_REQUIREMENTS_. Recast everything from the start of the material down to and including the line that contains "[[476, 388]]" as a numbered list with no blank lines. Leave the pictures out.

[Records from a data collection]
********

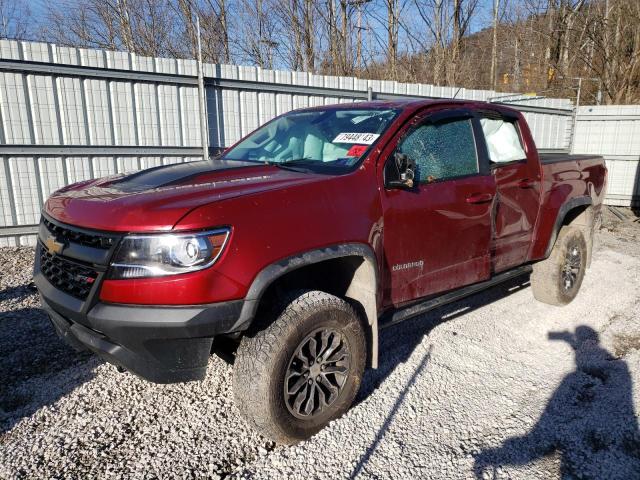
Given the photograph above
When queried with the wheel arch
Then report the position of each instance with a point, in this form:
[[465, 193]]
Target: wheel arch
[[574, 210], [358, 281]]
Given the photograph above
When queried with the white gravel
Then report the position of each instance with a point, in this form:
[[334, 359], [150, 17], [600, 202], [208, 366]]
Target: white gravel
[[476, 388]]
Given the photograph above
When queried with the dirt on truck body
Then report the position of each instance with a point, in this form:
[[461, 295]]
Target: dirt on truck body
[[288, 253]]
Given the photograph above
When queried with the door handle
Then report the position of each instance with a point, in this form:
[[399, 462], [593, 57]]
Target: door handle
[[479, 198], [526, 183]]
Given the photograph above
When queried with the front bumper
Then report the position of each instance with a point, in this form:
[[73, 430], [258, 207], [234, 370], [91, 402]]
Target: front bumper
[[159, 344]]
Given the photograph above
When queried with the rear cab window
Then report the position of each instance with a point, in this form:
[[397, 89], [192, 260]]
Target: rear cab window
[[442, 150], [503, 140]]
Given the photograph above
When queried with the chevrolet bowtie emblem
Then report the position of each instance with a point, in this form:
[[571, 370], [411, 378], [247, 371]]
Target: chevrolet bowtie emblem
[[53, 245]]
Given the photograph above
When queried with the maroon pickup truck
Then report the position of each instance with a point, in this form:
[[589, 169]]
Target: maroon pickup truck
[[288, 253]]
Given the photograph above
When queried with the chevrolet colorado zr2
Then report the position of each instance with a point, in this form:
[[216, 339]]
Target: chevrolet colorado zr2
[[289, 252]]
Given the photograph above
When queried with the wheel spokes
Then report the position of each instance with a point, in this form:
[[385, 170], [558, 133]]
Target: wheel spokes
[[317, 372]]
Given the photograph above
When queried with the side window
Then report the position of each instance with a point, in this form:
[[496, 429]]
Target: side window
[[441, 150], [503, 140]]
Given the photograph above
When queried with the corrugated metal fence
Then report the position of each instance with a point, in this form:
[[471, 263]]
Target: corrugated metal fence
[[69, 114], [614, 132]]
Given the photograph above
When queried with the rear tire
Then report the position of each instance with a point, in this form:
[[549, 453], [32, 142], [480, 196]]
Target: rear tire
[[298, 373], [557, 279]]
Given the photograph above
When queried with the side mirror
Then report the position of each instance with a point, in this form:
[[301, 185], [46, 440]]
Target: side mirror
[[406, 168]]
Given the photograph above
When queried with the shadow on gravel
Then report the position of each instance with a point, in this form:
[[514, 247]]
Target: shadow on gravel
[[398, 342], [30, 355], [589, 420]]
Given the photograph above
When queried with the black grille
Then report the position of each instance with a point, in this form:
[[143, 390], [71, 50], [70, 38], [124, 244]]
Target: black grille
[[70, 277], [73, 236]]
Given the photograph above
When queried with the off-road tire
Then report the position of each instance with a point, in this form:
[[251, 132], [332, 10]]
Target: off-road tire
[[549, 280], [264, 359]]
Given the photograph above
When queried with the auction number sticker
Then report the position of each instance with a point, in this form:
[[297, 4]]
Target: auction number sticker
[[364, 138]]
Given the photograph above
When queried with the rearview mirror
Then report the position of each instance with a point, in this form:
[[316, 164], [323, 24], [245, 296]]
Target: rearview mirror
[[405, 168]]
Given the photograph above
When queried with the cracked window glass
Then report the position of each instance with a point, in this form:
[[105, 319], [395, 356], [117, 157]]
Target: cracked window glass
[[442, 151]]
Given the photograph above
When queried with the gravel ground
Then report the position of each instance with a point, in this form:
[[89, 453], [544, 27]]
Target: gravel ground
[[495, 386]]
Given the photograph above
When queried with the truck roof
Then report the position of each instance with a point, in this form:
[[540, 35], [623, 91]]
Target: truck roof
[[408, 104]]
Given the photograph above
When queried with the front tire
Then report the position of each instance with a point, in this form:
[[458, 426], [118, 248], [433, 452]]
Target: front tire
[[557, 279], [294, 376]]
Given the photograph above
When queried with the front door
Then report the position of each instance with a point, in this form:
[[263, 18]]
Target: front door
[[437, 235]]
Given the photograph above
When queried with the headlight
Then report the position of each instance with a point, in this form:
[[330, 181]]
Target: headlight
[[166, 254]]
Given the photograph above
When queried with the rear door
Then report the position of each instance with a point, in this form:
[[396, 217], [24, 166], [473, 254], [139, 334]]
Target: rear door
[[517, 179], [437, 235]]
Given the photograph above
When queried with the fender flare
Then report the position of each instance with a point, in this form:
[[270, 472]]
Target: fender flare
[[272, 272], [562, 214]]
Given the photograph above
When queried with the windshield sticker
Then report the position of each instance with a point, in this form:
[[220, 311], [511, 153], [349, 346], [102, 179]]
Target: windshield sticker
[[357, 150], [365, 138]]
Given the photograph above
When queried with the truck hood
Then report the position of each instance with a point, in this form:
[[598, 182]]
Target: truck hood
[[155, 199]]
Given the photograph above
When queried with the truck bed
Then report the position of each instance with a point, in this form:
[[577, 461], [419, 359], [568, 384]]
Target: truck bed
[[565, 157]]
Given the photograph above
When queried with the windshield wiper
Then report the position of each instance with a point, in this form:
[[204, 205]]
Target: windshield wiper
[[291, 164]]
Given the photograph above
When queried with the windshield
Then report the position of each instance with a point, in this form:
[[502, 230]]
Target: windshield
[[321, 140]]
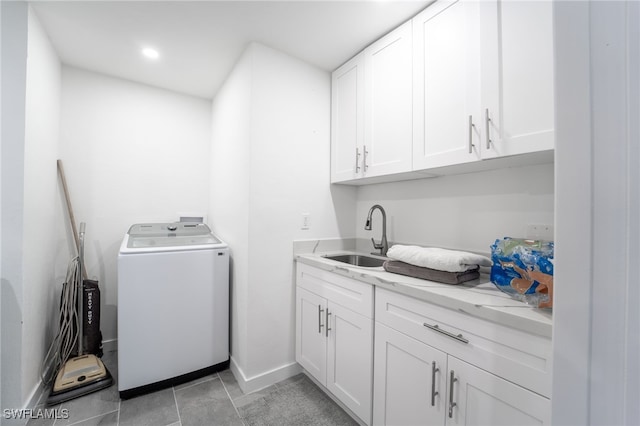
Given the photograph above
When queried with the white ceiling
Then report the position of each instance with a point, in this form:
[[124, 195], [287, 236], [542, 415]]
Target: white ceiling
[[200, 41]]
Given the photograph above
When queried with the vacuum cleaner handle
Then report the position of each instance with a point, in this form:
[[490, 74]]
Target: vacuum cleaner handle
[[81, 290]]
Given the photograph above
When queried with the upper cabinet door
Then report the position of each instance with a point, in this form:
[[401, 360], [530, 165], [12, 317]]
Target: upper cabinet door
[[347, 120], [388, 104], [517, 77], [447, 114]]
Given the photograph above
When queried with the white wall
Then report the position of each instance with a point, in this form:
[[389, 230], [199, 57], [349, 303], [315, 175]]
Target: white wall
[[230, 179], [132, 153], [283, 162], [464, 212], [14, 62], [596, 344], [45, 253]]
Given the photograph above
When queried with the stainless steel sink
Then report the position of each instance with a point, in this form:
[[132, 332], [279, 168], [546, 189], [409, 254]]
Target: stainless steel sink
[[357, 260]]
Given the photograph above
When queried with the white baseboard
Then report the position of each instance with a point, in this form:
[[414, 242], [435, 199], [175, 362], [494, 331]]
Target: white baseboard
[[263, 380]]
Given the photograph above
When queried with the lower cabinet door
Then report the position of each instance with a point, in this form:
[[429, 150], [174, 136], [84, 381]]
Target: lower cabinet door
[[311, 340], [409, 380], [481, 398], [349, 360]]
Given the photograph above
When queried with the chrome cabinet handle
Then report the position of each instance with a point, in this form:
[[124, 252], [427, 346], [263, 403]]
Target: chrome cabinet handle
[[471, 126], [452, 404], [487, 120], [364, 158], [434, 370], [437, 328], [320, 325]]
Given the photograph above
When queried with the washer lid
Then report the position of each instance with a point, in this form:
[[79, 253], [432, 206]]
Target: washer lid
[[180, 234]]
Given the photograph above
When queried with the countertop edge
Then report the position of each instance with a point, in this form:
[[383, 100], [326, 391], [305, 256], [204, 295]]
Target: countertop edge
[[478, 298]]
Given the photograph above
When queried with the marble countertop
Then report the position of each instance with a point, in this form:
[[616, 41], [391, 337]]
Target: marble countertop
[[479, 297]]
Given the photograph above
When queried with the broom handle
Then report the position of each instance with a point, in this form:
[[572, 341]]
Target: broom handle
[[70, 210]]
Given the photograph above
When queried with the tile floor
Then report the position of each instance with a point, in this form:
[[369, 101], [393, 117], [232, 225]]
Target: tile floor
[[213, 400]]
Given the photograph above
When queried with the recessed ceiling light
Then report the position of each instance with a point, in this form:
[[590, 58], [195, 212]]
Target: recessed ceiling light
[[150, 53]]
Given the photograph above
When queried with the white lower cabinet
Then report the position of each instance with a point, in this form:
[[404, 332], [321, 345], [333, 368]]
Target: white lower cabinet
[[409, 382], [334, 335], [419, 383]]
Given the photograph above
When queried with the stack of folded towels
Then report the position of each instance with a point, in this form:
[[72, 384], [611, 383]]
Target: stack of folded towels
[[435, 264]]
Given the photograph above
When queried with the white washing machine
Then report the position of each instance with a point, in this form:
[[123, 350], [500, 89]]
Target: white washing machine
[[173, 306]]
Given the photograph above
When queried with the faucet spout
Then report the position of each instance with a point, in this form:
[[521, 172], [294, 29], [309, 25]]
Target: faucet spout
[[383, 246]]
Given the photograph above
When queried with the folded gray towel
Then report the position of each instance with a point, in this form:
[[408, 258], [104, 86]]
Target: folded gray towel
[[398, 267]]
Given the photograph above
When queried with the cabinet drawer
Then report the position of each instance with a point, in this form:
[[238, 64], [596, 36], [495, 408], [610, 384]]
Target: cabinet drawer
[[515, 355], [346, 292]]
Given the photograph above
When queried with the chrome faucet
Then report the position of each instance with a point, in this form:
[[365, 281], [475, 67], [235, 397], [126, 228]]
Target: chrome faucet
[[383, 246]]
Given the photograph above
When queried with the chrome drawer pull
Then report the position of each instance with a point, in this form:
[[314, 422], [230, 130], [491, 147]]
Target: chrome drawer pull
[[320, 325], [435, 327], [471, 126], [434, 370], [452, 404], [487, 121]]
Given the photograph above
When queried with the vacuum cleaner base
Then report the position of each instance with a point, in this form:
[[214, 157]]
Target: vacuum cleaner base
[[79, 376]]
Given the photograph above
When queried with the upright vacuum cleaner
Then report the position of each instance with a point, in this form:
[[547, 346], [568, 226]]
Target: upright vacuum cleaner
[[84, 373]]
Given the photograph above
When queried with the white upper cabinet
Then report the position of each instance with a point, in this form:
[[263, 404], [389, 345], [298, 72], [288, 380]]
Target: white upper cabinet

********

_FULL ANSWER_.
1. Given the photograph above
2. When queried with the wheel arch
3. Then report the position of each instance with a point, in this form:
4. [[465, 193]]
5. Target: wheel arch
6. [[574, 210], [358, 281]]
7. Given the photograph above
8. When queried with the white gravel
9. Then report the position of each instance with a point, in this form:
10. [[334, 359], [150, 17], [600, 202], [208, 366]]
11. Target: white gravel
12. [[476, 388]]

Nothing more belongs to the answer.